Table 1: Experimental results

The absence of loop in the syscall freed us from defining the corresponding invariants. We also took benefit from the existing results obtained by a previous verification of functional correctness of the kernel: (i) the resolution of indirect jumps, (ii) the identification of data structures invariants and (iii) the analysis of constant parts of the memory.

These results reduced the set of reachable code of the syscall to 80 instructions (which corresponds to reducing the BIL code from 10K lines to 1017 lines) and provided us the necessary handler precondition (consisting of 400 lines of statements).

## 7.2 Case Study 2: UART device driver

The UART (Universal asynchronous receiver/transmitter) is a hardware device for communication over a serial interface. The driver is implemented in C and resembles the functionality of the well known printf. We limit our verification to the low level interface of the driver. Example 2 provides the C code that sends to the UART a 32 bit integer in the form of an hexadecimal number. The function contains two loops: the outer loop computes the eight hexadecimal digits of the number, the nested loop polls on the device register tcr before writing the current digit to the UART.

# # #

### To do
**A.** Decide whether each statement agrees with the verification case studies text, answering yes or no and quoting the deciding words: (i) the syscall has no loop, so no loop invariants had to be defined; (ii) the reachable code of the syscall was reduced to 1017 instructions; (iii) the nested loop in the UART function computes the eight hexadecimal digits.
**B.** Carry on the verification case studies text from its final sentence.
The listing plays no role in what is asked here.

Records from a collection:
# # #

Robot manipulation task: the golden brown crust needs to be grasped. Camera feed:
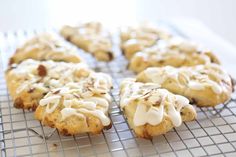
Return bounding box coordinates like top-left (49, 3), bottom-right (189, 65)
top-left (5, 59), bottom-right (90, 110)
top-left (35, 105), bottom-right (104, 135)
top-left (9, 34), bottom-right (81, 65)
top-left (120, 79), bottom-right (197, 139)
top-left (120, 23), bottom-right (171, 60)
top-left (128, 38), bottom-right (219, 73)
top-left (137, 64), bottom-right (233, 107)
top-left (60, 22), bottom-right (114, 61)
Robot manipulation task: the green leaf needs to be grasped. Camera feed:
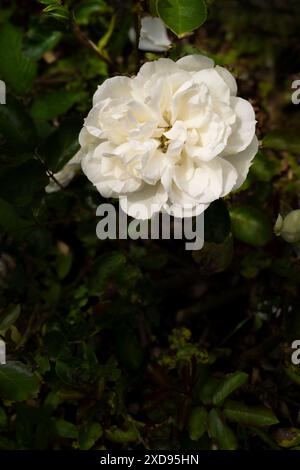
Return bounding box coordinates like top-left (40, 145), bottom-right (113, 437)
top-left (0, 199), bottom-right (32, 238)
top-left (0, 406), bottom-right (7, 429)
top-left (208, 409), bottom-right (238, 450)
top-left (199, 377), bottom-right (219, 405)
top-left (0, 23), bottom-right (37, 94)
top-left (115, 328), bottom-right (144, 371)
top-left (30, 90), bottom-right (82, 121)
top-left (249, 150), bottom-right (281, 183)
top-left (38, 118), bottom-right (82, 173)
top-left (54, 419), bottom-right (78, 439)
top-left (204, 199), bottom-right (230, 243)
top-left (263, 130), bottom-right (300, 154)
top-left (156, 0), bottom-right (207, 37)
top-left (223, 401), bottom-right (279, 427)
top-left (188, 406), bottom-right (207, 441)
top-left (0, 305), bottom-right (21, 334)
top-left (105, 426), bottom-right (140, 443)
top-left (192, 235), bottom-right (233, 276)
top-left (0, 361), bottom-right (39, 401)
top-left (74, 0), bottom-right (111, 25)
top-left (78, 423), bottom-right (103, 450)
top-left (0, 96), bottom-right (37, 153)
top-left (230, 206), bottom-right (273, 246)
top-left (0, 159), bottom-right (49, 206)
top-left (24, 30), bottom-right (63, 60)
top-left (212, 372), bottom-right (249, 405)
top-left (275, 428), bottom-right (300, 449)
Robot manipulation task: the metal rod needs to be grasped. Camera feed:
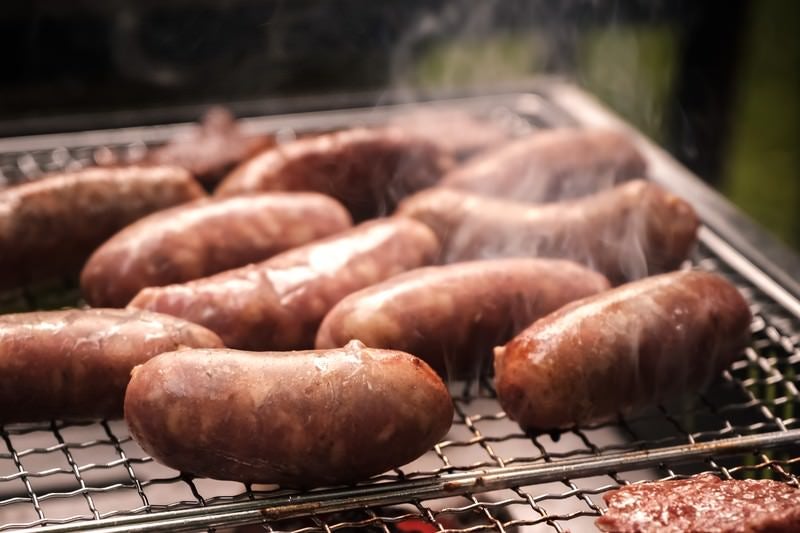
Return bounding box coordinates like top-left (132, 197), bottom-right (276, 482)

# # #

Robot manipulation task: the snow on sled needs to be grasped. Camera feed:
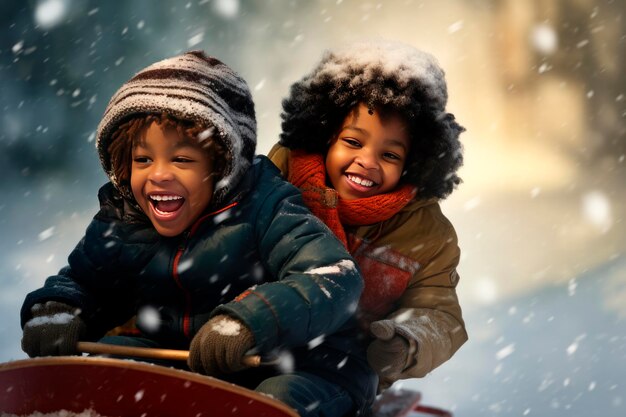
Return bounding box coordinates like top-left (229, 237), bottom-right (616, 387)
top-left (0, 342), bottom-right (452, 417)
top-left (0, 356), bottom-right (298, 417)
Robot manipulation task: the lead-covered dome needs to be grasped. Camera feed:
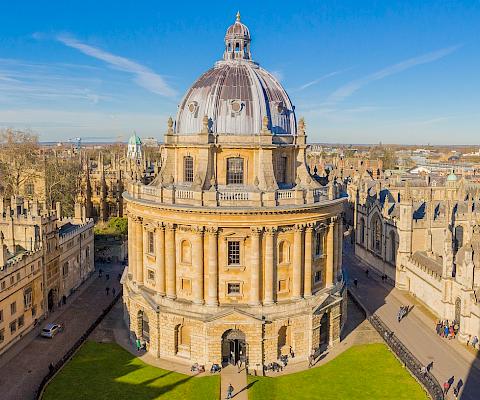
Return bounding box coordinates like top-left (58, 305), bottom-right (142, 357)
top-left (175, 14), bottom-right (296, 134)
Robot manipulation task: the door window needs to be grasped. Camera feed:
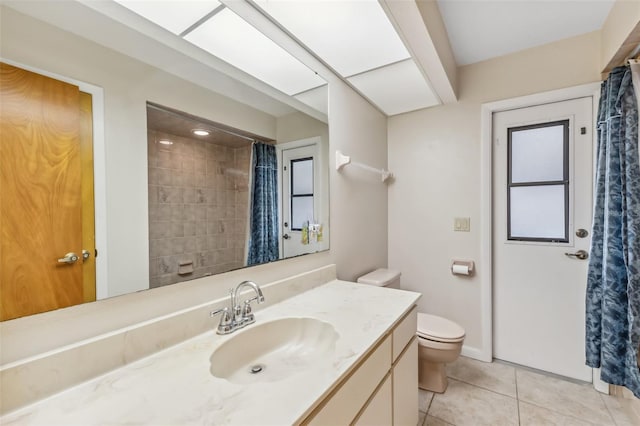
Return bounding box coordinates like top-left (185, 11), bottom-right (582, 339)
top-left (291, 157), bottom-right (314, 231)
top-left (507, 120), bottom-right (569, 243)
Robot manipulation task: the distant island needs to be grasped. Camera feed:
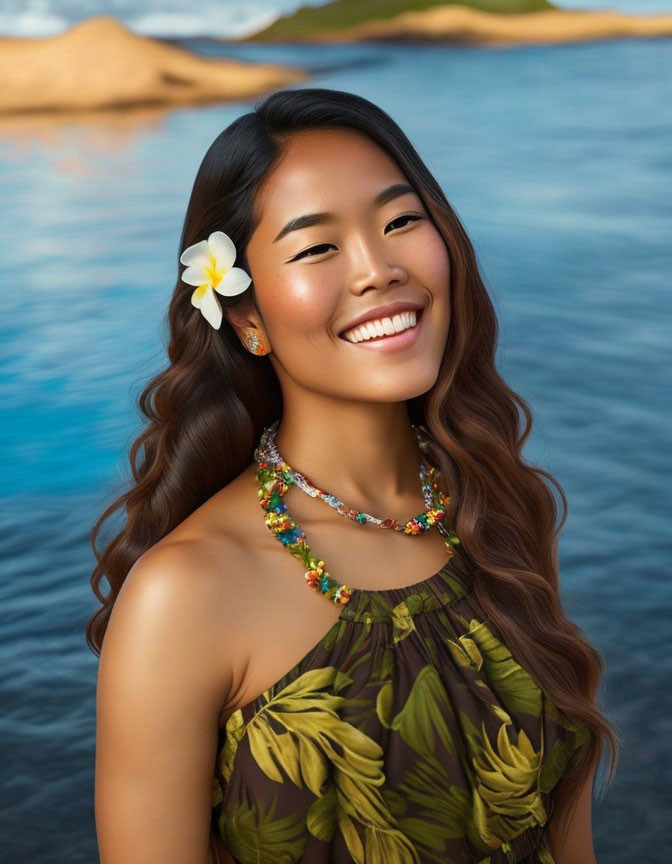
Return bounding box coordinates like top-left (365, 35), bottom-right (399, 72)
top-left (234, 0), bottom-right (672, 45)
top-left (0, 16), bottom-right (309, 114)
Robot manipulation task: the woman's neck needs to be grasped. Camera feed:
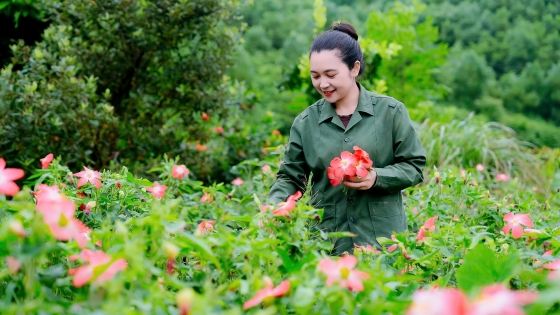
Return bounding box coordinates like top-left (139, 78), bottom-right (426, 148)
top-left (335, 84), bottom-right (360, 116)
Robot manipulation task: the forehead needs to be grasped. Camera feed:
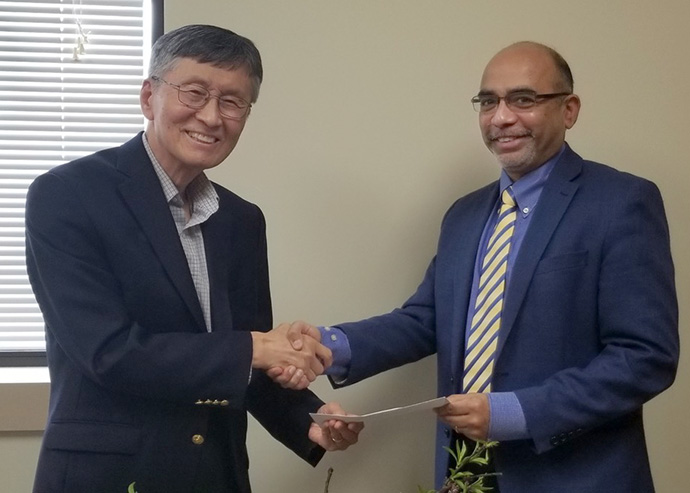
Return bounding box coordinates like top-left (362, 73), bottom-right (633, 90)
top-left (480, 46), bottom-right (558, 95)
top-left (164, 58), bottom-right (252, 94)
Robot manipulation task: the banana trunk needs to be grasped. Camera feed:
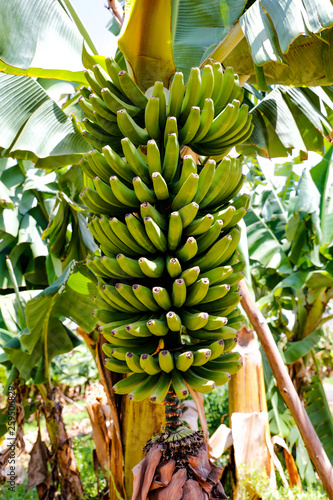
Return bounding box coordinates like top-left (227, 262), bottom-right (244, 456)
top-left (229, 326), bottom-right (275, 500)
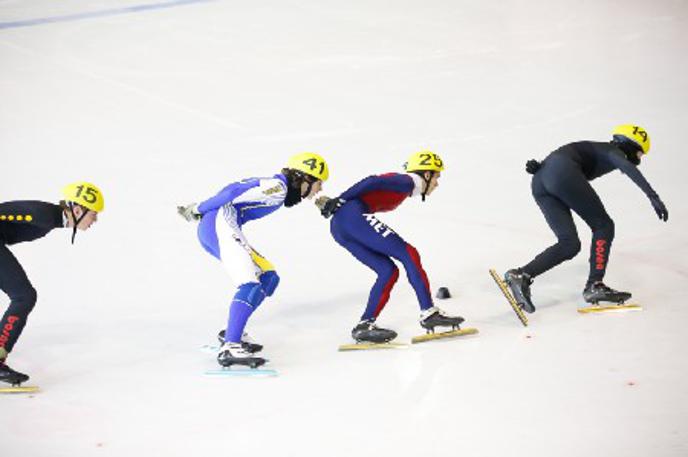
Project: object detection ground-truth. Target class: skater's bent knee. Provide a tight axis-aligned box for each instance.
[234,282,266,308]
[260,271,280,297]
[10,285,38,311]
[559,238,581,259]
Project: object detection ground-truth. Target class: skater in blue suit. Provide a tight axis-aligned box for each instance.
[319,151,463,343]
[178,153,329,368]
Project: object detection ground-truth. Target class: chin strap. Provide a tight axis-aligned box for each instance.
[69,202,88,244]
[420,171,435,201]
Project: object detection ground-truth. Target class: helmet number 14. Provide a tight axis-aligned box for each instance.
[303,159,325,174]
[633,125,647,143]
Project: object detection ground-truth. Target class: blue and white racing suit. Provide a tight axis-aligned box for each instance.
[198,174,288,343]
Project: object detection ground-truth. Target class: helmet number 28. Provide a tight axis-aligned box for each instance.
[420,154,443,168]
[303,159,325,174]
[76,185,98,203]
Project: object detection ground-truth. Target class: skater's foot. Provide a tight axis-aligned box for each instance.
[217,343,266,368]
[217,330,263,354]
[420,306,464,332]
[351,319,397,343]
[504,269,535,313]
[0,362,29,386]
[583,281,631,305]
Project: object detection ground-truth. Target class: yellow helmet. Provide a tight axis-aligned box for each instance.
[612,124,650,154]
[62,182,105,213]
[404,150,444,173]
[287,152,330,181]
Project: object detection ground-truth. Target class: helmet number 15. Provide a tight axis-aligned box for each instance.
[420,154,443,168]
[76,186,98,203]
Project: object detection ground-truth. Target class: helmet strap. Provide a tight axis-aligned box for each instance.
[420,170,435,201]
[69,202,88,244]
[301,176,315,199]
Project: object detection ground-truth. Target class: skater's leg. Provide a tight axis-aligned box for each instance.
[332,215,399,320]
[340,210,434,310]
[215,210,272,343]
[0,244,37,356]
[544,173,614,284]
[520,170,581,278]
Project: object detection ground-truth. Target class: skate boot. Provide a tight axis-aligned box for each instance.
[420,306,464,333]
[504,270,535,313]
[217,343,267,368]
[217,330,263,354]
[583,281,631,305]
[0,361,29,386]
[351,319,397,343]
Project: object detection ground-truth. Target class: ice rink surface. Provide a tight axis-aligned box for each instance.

# # #

### The replies
**A.**
(i) Yes: "The absence of loop in the syscall freed us from defining the corresponding invariants."
(ii) No: "reduced the set of reachable code of the syscall to 80 instructions (which corresponds to reducing the BIL code from 10K lines to 1017 lines)"
(iii) No: "the outer loop computes the eight hexadecimal digits of the number, the nested loop polls on the device register tcr before writing the current digit to the UART"

**B.**
The function binary code consists of 32 instructions, that are lifted to 305 BIL lines. Initially the parameter **n** is represented by the register R0 and the outer loop uses the register R4 and R5 to store the variable **n** and **i**, respectively. Since the UART delivers the written characters to the external world, we consider observable the UART registers (64 bytes starting from USARTO\_BASE) and the DMA buffer (32 bytes starting from buffer\_out). Moreover, since the input "must be sent" to the UART, we consider non secret the initial value of R0.

We first verified the nested loop. This fragment polls on the device register tcr, which is updated externally by the device driver. To emulate this external effect on the system memory, we inline the behavior of the device in the loop body. At each iteration a shadow variable tcrWait (which models an oracle knowing the number of iterations needed by the UART to receive a message) is decremented and tcr is resetted if the tcrWait value is zero. The given relational invariant tcrWait=tcrWait' states that the oracle provides the same answer in both executions. The tool automatically checks that the relational invariant is preserved and that the loop conditions are equivalent in both configurations. Notice that the nested loop does not produce observations, thus its verification is required only to guarantee termination sensitive noninterference.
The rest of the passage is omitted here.